### What is needed
Could you duplicate the entries below, beginning with the line that contains "Exercise. Point out every instance of the paved" and ending with the line that contains "x=440, y=793", both lines included, and copy nothing beyond that span?

### Input material

* * * *

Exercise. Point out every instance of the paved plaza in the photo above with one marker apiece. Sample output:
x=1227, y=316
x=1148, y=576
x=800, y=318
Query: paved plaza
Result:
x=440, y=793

* * * *

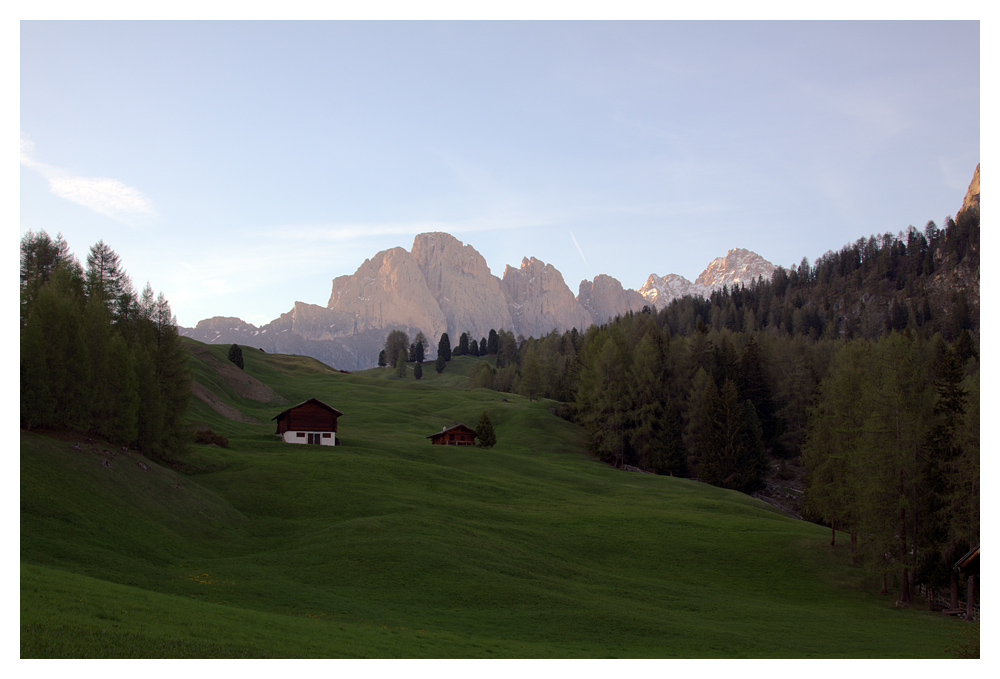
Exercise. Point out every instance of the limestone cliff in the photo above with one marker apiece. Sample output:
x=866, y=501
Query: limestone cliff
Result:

* * * *

### In response
Exercise. Point out every instance of the paved plaza in the photo above with one marker apiece. Sample output:
x=1227, y=316
x=1148, y=576
x=800, y=318
Query: paved plaza
Result:
x=440, y=793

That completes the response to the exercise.